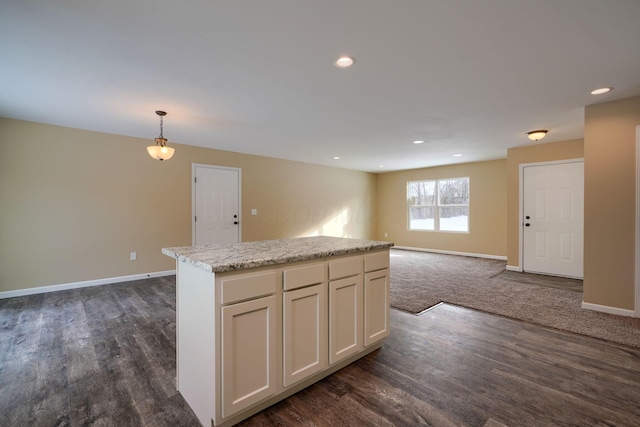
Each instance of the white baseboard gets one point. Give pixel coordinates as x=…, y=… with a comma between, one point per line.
x=607, y=309
x=408, y=248
x=85, y=284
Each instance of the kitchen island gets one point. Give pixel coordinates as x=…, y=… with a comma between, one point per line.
x=258, y=321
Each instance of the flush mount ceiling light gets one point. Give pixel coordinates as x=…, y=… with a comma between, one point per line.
x=536, y=135
x=345, y=61
x=160, y=151
x=601, y=90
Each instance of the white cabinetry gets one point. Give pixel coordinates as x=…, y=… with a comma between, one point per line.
x=304, y=318
x=345, y=308
x=249, y=338
x=376, y=297
x=248, y=341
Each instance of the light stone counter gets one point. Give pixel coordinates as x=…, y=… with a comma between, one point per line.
x=237, y=256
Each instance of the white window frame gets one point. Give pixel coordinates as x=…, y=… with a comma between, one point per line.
x=436, y=207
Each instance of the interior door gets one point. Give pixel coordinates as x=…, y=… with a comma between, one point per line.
x=216, y=193
x=553, y=219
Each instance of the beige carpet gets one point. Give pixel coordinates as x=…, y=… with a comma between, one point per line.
x=420, y=280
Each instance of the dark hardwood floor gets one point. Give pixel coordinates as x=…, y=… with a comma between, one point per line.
x=106, y=356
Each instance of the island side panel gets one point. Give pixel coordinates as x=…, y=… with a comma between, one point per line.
x=195, y=343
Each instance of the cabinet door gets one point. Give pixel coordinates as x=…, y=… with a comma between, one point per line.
x=376, y=306
x=345, y=317
x=248, y=353
x=305, y=332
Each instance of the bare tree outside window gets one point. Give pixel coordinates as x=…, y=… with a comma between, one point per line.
x=439, y=205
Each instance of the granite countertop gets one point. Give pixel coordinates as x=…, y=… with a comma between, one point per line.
x=237, y=256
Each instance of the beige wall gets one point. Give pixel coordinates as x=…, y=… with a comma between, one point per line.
x=534, y=153
x=74, y=203
x=487, y=209
x=609, y=151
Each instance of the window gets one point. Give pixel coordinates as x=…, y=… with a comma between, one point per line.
x=439, y=205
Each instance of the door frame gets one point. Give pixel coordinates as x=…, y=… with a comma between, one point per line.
x=637, y=272
x=193, y=197
x=521, y=167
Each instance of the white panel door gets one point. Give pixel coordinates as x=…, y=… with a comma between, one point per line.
x=216, y=205
x=553, y=219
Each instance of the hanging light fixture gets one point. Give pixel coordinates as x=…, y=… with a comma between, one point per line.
x=535, y=135
x=160, y=151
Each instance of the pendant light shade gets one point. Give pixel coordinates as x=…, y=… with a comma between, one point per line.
x=160, y=151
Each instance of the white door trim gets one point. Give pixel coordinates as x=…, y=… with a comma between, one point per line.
x=637, y=272
x=193, y=197
x=521, y=166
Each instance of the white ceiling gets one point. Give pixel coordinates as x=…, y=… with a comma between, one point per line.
x=257, y=76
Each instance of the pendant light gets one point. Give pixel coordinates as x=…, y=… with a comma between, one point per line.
x=160, y=151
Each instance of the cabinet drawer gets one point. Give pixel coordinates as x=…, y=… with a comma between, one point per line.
x=246, y=287
x=376, y=261
x=345, y=267
x=304, y=276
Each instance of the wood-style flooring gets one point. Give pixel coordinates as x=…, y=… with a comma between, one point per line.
x=105, y=356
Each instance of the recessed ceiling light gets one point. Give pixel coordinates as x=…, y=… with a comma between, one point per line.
x=535, y=135
x=345, y=61
x=601, y=90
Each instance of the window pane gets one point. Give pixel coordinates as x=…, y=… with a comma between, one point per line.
x=453, y=191
x=422, y=193
x=421, y=218
x=454, y=218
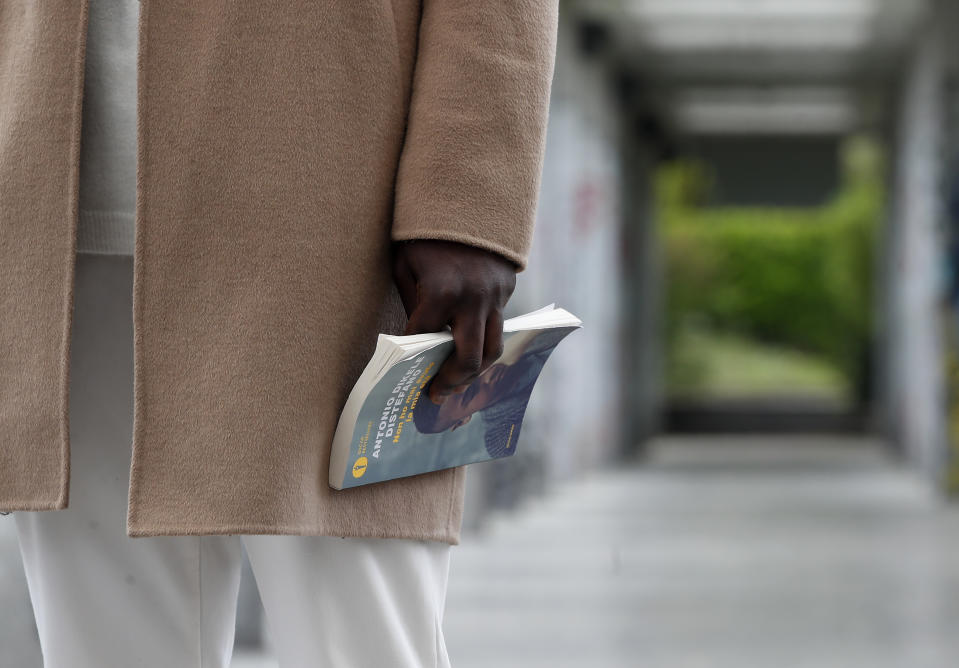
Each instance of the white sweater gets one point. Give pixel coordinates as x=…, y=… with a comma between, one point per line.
x=108, y=130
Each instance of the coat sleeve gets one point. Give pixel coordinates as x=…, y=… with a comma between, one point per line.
x=472, y=157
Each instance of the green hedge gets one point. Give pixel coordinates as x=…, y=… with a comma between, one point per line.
x=801, y=277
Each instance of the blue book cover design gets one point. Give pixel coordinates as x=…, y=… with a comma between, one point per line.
x=401, y=432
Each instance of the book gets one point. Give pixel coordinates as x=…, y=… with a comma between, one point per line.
x=390, y=428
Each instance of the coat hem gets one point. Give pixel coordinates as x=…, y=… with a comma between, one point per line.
x=518, y=258
x=283, y=530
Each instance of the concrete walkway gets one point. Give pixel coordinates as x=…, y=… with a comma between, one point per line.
x=738, y=553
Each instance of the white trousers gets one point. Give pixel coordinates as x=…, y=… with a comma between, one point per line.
x=105, y=600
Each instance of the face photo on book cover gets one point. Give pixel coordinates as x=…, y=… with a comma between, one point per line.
x=498, y=397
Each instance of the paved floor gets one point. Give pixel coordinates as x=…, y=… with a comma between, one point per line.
x=739, y=553
x=719, y=553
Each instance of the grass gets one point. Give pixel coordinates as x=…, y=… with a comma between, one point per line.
x=712, y=365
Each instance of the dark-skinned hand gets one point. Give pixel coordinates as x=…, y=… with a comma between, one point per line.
x=447, y=283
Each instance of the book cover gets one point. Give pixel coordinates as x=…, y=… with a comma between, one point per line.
x=400, y=431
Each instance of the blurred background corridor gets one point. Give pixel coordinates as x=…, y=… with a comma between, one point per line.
x=748, y=456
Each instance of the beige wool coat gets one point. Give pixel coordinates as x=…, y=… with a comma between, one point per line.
x=282, y=146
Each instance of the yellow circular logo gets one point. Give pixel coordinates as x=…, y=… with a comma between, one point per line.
x=359, y=467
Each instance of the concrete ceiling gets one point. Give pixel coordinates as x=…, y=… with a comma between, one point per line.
x=761, y=66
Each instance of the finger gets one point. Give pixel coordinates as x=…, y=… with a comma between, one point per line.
x=405, y=283
x=466, y=362
x=428, y=316
x=493, y=343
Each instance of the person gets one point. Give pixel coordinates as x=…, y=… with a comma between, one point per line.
x=208, y=211
x=499, y=394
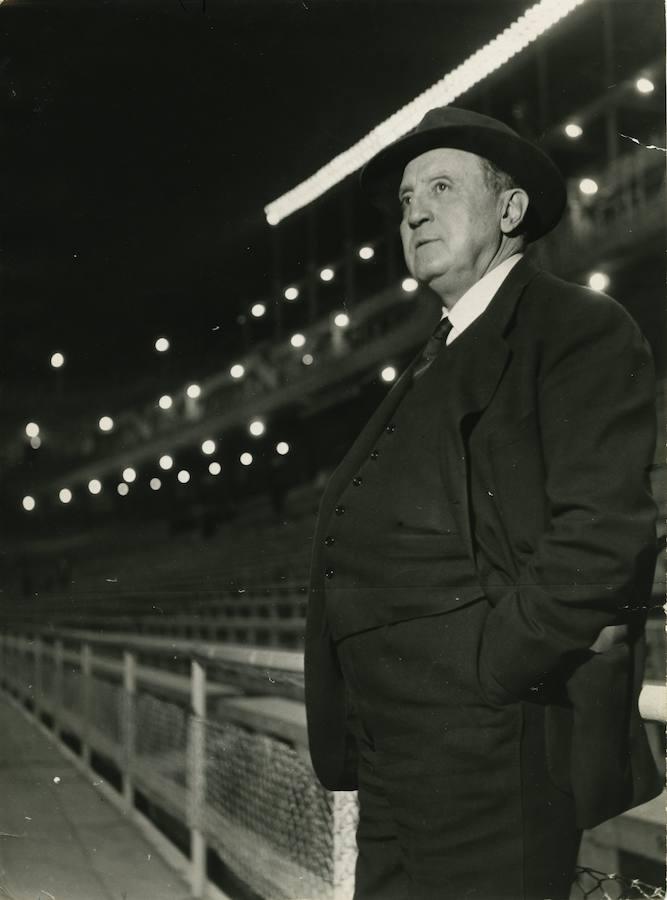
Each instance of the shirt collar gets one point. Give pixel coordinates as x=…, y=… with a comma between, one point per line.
x=475, y=300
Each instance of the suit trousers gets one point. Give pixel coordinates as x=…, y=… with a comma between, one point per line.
x=455, y=794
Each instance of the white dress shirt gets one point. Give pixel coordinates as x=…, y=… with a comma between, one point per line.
x=475, y=300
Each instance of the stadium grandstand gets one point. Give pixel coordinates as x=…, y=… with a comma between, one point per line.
x=185, y=368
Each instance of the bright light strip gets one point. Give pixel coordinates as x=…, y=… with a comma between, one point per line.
x=519, y=35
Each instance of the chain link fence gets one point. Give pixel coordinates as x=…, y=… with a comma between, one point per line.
x=226, y=758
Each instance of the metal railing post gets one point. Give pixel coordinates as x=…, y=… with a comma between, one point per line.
x=86, y=696
x=129, y=724
x=197, y=778
x=37, y=650
x=58, y=677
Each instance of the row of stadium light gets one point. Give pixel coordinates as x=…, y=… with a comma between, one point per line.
x=598, y=281
x=488, y=59
x=165, y=462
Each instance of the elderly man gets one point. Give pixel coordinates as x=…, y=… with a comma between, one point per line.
x=484, y=553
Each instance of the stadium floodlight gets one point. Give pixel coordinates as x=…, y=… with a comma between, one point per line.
x=588, y=186
x=644, y=86
x=598, y=281
x=508, y=43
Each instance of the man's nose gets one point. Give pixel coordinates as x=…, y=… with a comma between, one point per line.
x=418, y=213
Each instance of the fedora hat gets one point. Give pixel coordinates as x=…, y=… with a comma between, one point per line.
x=463, y=129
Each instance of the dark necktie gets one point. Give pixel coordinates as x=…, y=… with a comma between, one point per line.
x=433, y=346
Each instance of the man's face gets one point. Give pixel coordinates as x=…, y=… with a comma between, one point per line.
x=450, y=220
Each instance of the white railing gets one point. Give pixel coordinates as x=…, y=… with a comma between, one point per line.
x=212, y=734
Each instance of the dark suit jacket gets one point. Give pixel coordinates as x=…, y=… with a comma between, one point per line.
x=552, y=435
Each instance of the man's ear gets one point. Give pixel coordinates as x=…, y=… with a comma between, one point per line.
x=513, y=210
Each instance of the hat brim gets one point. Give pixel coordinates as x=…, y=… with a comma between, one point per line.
x=529, y=166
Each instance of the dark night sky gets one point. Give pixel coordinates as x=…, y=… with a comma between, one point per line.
x=145, y=139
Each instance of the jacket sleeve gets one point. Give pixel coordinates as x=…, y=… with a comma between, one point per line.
x=595, y=405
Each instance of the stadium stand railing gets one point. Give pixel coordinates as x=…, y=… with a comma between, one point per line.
x=218, y=744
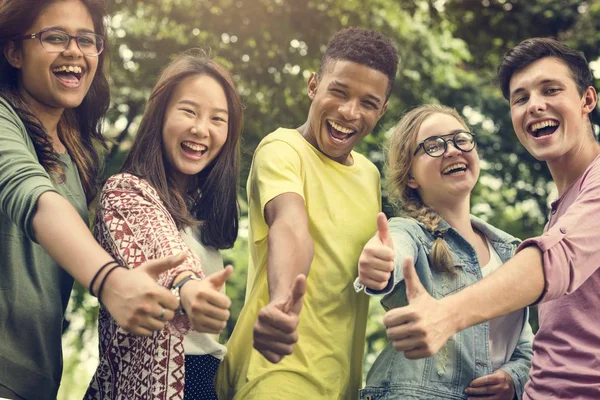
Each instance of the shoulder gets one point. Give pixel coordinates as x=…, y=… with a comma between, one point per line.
x=130, y=184
x=9, y=115
x=493, y=233
x=405, y=225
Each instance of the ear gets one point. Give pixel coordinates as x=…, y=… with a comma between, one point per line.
x=412, y=183
x=13, y=55
x=590, y=98
x=312, y=84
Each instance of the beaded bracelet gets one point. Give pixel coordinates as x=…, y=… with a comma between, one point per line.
x=97, y=274
x=104, y=280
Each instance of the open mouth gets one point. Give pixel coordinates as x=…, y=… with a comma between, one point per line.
x=69, y=74
x=455, y=169
x=194, y=149
x=543, y=128
x=339, y=133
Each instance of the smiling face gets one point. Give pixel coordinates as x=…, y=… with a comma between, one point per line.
x=55, y=81
x=549, y=115
x=195, y=127
x=347, y=102
x=443, y=179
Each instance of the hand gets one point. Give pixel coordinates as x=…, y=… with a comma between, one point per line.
x=424, y=326
x=376, y=261
x=496, y=386
x=136, y=301
x=205, y=305
x=276, y=329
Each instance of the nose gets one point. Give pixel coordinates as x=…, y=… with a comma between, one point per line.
x=72, y=48
x=451, y=149
x=349, y=110
x=536, y=104
x=200, y=128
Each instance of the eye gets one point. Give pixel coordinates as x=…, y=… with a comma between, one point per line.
x=188, y=111
x=86, y=40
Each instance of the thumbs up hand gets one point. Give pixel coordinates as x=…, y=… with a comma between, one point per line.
x=424, y=326
x=276, y=329
x=376, y=262
x=206, y=307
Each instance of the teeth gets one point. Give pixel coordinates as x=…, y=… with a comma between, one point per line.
x=340, y=128
x=195, y=146
x=543, y=124
x=68, y=68
x=453, y=167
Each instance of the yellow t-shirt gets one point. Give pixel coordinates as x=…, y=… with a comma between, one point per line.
x=342, y=203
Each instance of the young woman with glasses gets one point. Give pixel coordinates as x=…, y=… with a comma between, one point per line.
x=53, y=96
x=432, y=167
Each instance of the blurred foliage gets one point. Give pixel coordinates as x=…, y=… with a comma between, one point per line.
x=449, y=52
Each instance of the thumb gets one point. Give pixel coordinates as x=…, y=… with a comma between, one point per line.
x=383, y=231
x=156, y=267
x=414, y=287
x=219, y=278
x=293, y=304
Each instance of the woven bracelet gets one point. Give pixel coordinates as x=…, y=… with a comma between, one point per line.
x=97, y=274
x=104, y=280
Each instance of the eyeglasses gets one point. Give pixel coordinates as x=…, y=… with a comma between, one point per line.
x=436, y=146
x=57, y=41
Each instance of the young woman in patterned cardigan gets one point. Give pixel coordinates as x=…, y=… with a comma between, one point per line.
x=177, y=192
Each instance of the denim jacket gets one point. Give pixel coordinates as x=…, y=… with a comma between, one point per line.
x=466, y=355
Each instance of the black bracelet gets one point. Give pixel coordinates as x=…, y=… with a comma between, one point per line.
x=104, y=280
x=97, y=274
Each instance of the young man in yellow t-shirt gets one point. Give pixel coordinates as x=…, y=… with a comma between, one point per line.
x=312, y=206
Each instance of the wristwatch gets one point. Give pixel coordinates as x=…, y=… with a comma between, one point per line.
x=177, y=287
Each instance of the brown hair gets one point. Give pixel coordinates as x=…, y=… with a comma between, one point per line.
x=400, y=148
x=211, y=198
x=80, y=128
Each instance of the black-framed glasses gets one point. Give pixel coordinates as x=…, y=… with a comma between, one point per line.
x=436, y=146
x=56, y=41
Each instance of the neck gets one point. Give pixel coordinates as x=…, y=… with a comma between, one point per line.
x=569, y=167
x=49, y=117
x=457, y=214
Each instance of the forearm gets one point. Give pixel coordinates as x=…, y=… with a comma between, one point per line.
x=517, y=284
x=290, y=253
x=64, y=235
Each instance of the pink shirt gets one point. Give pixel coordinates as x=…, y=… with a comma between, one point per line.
x=566, y=358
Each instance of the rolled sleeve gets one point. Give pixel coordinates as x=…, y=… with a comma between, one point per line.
x=570, y=245
x=22, y=178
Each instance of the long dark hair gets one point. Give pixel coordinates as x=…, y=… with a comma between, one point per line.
x=211, y=197
x=80, y=128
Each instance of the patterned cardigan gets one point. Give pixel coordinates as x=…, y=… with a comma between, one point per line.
x=133, y=225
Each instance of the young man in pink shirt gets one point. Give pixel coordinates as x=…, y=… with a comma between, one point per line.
x=549, y=88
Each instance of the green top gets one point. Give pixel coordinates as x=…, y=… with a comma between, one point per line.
x=34, y=290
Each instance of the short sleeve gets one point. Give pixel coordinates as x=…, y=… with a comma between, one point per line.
x=276, y=169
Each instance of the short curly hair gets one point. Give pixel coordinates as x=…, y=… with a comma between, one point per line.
x=363, y=46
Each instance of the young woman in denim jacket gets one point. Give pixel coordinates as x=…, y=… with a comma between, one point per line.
x=432, y=168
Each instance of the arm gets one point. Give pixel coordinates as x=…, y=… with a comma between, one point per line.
x=29, y=200
x=290, y=253
x=290, y=246
x=134, y=224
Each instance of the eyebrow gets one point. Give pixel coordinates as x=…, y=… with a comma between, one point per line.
x=194, y=104
x=81, y=30
x=543, y=82
x=371, y=96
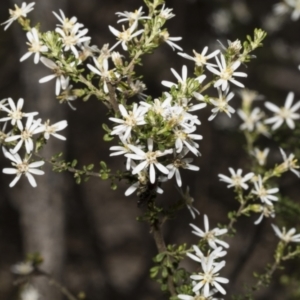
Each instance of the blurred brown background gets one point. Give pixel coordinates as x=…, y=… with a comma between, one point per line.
x=88, y=234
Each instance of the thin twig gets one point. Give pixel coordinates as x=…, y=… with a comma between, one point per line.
x=161, y=247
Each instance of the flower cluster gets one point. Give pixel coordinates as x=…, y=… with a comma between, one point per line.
x=18, y=132
x=208, y=278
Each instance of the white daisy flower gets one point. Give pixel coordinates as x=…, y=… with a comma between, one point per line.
x=210, y=277
x=250, y=119
x=290, y=162
x=35, y=46
x=199, y=255
x=15, y=114
x=166, y=13
x=261, y=155
x=25, y=136
x=236, y=179
x=18, y=13
x=23, y=167
x=226, y=73
x=266, y=211
x=148, y=159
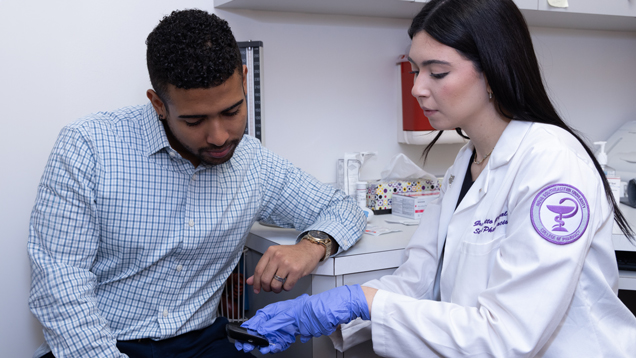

══════

Convert the lines starting at the one containing "Each instance of the beige wool" and ending at the one containing "x=493, y=343" into a JSON list of strings, one string per line, leaving out blank lines.

[
  "Each instance of the beige wool coat gets one point. Give pixel coordinates as x=…, y=… with a comma between, one point per line.",
  "x=282, y=146",
  "Each instance of the yellow circular logo gets one point. Give pixel coordinates as x=…, y=… with a comma between, one point per line.",
  "x=359, y=467",
  "Each instance of the concrete ceiling gets one point. Give pixel coordinates as x=…, y=… with a comma between, one point per line.",
  "x=761, y=66",
  "Each instance of the finger gets one point. Give pixel coordinates as x=…, y=… with a comma between, one point per line.",
  "x=405, y=283",
  "x=466, y=362",
  "x=428, y=316",
  "x=493, y=343"
]